* Objetivo
¿Puedes volver a escribir, sin cambiar nada, todas las líneas de los datos que siguen?

* Datos de la tarea
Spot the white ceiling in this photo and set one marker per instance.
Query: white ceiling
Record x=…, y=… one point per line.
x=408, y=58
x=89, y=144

* Resultado de la tarea
Spot the white ceiling in this photo and set one marker per instance.
Query: white ceiling
Record x=…, y=… one point per line.
x=408, y=58
x=89, y=144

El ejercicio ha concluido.